(Point localization data)

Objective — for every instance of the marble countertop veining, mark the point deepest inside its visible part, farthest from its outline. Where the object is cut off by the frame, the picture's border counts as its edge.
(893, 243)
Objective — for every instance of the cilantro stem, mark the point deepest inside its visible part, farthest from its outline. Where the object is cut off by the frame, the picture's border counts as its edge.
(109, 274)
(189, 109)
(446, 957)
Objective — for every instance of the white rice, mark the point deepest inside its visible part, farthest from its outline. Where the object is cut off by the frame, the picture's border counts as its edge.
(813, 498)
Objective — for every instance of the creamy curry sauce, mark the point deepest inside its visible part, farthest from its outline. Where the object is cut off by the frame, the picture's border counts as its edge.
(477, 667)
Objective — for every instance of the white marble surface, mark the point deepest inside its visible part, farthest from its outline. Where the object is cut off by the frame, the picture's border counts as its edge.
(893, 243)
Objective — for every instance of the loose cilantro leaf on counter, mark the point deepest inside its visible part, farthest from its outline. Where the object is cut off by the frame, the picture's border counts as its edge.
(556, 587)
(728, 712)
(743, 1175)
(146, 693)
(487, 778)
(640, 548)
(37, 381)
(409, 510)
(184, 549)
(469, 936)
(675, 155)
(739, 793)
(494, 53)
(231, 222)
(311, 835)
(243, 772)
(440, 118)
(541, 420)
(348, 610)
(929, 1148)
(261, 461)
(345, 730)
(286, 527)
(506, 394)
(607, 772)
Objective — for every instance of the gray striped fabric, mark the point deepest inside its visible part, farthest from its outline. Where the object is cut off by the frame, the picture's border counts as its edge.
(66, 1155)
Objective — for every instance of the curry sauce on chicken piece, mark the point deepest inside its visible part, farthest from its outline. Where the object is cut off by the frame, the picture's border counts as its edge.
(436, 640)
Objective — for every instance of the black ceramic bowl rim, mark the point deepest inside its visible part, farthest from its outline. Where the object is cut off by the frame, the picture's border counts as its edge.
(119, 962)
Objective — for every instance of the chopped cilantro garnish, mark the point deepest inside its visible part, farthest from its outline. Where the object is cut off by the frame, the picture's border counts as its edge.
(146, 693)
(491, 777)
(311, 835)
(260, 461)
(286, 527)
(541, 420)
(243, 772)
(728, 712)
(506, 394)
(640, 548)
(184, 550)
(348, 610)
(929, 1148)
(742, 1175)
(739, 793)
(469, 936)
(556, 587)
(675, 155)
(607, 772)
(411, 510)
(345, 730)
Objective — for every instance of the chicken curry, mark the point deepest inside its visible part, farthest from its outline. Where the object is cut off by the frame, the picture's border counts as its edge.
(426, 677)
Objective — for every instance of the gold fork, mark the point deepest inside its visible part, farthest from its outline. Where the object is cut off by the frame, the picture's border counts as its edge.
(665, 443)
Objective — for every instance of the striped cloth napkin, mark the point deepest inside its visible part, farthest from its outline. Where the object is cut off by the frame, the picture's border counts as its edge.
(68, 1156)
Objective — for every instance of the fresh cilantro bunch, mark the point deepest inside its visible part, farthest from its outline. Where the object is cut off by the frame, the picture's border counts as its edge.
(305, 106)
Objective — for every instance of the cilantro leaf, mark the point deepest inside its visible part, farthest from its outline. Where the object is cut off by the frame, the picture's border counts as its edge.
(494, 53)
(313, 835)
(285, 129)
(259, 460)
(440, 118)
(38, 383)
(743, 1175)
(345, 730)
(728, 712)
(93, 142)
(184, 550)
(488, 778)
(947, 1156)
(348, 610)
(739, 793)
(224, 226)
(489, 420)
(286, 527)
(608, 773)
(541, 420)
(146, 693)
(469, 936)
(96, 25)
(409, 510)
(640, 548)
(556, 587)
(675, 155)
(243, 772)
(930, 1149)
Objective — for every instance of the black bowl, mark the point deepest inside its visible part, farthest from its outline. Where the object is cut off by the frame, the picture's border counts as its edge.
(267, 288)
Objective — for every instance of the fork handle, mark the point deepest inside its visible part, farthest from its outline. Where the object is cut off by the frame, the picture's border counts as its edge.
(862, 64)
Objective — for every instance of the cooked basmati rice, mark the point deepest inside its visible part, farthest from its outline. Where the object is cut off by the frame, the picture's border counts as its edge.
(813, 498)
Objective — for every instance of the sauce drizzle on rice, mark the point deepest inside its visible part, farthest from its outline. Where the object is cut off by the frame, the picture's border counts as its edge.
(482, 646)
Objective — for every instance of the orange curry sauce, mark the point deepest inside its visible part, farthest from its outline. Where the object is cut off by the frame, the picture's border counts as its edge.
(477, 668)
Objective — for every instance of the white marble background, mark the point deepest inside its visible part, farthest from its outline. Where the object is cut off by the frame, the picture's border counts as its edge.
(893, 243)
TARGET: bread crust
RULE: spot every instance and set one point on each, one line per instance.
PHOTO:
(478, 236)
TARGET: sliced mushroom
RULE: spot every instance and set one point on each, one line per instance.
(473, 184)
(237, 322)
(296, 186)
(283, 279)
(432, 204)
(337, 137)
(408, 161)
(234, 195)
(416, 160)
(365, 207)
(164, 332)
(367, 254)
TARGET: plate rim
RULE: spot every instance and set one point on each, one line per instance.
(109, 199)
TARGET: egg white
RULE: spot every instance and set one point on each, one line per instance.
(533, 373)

• TASK DIRECTIONS:
Each line of the data in which the string "TARGET" appears needs to be copied.

• RESULT OF THE EXERCISE:
TARGET: bread crust
TARGET: sliced mushroom
TARGET: plate rim
TARGET: egg white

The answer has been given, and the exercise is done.